Only one range belongs in the answer: the line holding "rough mask: <svg" through the last line of the records, reproduced as is.

Saved entries:
:::

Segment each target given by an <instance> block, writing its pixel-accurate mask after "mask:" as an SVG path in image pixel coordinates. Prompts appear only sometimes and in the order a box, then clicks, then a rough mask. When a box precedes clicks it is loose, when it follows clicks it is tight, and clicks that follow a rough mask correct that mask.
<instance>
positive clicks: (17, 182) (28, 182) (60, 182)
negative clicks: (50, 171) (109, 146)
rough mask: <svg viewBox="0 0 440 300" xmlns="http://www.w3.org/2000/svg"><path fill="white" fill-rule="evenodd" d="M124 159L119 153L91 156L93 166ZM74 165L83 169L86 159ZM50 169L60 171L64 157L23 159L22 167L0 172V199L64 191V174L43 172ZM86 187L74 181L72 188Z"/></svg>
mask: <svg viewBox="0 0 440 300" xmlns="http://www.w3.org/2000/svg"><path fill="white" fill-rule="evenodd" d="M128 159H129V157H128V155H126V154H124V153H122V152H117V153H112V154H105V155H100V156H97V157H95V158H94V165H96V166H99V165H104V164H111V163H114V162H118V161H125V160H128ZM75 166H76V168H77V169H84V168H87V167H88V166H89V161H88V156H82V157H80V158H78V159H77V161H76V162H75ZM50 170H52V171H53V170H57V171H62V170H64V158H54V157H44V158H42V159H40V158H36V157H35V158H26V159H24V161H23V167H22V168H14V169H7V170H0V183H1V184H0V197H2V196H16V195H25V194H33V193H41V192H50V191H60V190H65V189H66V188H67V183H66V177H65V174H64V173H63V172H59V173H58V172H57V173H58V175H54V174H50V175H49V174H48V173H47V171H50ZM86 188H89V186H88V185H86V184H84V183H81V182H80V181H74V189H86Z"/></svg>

:::

__Exercise answer__:
rough mask: <svg viewBox="0 0 440 300" xmlns="http://www.w3.org/2000/svg"><path fill="white" fill-rule="evenodd" d="M124 159L119 153L91 156L93 166ZM74 165L83 169L86 159ZM50 169L60 171L64 157L23 159L22 167L0 172V199L64 191V174L43 172ZM86 187L74 181L72 188Z"/></svg>
mask: <svg viewBox="0 0 440 300" xmlns="http://www.w3.org/2000/svg"><path fill="white" fill-rule="evenodd" d="M128 159H129V157H128V155H126V154H124V153H122V152H117V153H112V154H105V155H100V156H97V157H95V158H94V165H96V166H99V165H104V164H111V163H114V162H118V161H125V160H128ZM75 166H76V168H77V169H84V168H87V167H88V166H89V161H88V156H82V157H80V158H78V159H77V161H76V162H75ZM50 170H52V171H53V170H57V171H62V170H64V158H54V157H44V158H42V159H40V158H36V157H35V158H26V159H24V161H23V167H22V168H14V169H7V170H0V183H1V184H0V197H2V196H16V195H25V194H33V193H41V192H50V191H60V190H65V189H66V188H67V183H66V177H65V174H64V173H63V172H59V173H58V172H57V173H58V175H54V174H50V175H49V174H48V173H47V171H50ZM86 188H89V186H88V185H86V184H84V183H81V182H80V181H74V189H86Z"/></svg>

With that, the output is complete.